:: Extracted text ::
########
But of the 1,455 schools that are eligible for the aid available because of a legal settlement, only 500 are expected to receive any money. The grants are available to schools scoring at the lowest levels on the state’s Academic Performance Index, or API, and the schools still will have to apply for the money and make a case for how it would be used.

BRIC ARCHIVE

Despite the hurdles, state education officials are encouraging schools to apply for the grants.

“Some of our lowest-performing schools need to make dramatic changes in order to change the culture that is holding them back,” state schools Superintendent Jack O’Connell said during a Feb. 12 telephone press conference held to urge schools to apply. Joining him on the call was Barbara Kerr, the president of the California Teachers Association, an affiliate of the National Education Association. She called the strategies prescribed by the new grant program “proven reforms.”

BRIC ARCHIVE

The program, called the Quality Education Investment Act, results from the settlement of a lawsuit that the CTA and Mr. O’Connell filed against Gov. Arnold Schwarzenegger in 2005 to force the repayment of education funds that were used to help balance the state budget in 2004.

Last fall, when the proposed settlement legislation was announced, the state estimated that 600 schools would benefit.

But Hilary McLean, a spokeswoman for the California Department of Education, said that calculations later determined that the amount of money available wouldn’t go as far.

Ms. McLean added that she was unaware of whether any applications have been received by the department, but that Mr. O’Connell is talking up the program whenever he visits schools or community groups.

“We believe that schools are very busy going through the application process,” she said.

The new grant program will be spread over seven years and, when fully implemented, will amount to $500 per student in kindergarten through 3rd grade, $900 each in 4th through 8th grades, and $1,000 in high school. During fiscal 2007, the current budget year and the first in which the money will be available, the amounts will be slightly less, officials say.
########
:: Data ::

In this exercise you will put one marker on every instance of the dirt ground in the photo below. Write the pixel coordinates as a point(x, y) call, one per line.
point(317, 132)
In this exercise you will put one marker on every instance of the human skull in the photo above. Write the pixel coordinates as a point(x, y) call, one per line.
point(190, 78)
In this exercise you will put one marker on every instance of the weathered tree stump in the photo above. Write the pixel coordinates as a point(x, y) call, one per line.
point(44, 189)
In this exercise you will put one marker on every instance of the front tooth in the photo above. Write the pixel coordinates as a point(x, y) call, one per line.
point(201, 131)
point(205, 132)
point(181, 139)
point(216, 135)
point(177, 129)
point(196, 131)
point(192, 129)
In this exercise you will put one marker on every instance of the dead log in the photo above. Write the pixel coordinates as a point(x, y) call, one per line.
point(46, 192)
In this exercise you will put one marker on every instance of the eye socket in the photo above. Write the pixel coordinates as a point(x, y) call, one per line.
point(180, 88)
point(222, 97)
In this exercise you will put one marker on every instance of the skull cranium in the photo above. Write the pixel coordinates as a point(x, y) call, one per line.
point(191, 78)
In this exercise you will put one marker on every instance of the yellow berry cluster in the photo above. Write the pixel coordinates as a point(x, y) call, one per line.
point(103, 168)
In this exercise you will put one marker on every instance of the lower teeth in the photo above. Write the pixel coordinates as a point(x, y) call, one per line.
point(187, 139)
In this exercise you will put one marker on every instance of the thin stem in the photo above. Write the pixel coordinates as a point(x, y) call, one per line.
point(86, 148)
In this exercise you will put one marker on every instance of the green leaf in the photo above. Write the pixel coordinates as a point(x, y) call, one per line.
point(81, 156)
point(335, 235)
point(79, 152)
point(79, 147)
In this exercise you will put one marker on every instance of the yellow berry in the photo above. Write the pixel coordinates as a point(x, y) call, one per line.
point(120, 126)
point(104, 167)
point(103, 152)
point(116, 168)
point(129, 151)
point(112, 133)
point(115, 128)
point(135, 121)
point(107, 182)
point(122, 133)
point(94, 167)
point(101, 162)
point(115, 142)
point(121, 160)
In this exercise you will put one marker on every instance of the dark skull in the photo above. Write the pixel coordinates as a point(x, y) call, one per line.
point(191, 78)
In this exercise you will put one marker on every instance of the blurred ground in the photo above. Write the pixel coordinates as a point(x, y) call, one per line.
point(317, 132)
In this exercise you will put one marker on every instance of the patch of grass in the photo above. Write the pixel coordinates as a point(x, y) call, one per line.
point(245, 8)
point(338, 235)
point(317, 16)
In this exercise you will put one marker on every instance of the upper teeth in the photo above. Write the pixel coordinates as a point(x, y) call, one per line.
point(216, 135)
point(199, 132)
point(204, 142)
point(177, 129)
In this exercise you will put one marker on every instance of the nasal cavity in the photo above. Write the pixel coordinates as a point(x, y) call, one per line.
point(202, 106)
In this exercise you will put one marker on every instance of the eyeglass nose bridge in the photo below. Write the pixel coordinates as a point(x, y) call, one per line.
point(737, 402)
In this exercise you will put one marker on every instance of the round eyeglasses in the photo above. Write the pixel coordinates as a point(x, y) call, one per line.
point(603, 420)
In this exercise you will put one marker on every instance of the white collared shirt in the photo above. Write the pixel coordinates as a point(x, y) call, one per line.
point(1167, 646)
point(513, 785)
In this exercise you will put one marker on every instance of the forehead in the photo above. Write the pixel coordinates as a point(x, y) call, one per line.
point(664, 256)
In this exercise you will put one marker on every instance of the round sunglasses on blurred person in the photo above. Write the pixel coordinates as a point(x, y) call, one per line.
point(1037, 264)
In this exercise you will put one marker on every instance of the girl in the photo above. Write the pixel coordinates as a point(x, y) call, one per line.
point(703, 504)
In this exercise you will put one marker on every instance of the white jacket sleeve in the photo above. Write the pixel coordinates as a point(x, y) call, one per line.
########
:: Stated task 1 ::
According to the grant article, why are fewer schools now expected to get money than the state estimated last fall?
:: Stated task 2 ::
In the grant article, how much per high school student will the program provide once fully implemented?
:: Stated task 3 ::
Swap "spokeswoman" for "representative" in the grant article's passage from "The program, called" to "wouldn’t go as far.", and give the resulting passage.

:: Exercise response 1 ::
Last fall the state estimated that 600 schools would benefit. Later calculations found that the available money wouldn’t go as far, so only 500 of the 1,455 eligible schools are expected to receive any.

:: Exercise response 2 ::
$1,000 per student.

:: Exercise response 3 ::
The program, called the Quality Education Investment Act, results from the settlement of a lawsuit that the CTA and Mr. O’Connell filed against Gov. Arnold Schwarzenegger in 2005 to force the repayment of education funds that were used to help balance the state budget in 2004.

Last fall, when the proposed settlement legislation was announced, the state estimated that 600 schools would benefit.

But Hilary McLean, a representative for the California Department of Education, said that calculations later determined that the amount of money available wouldn’t go as far.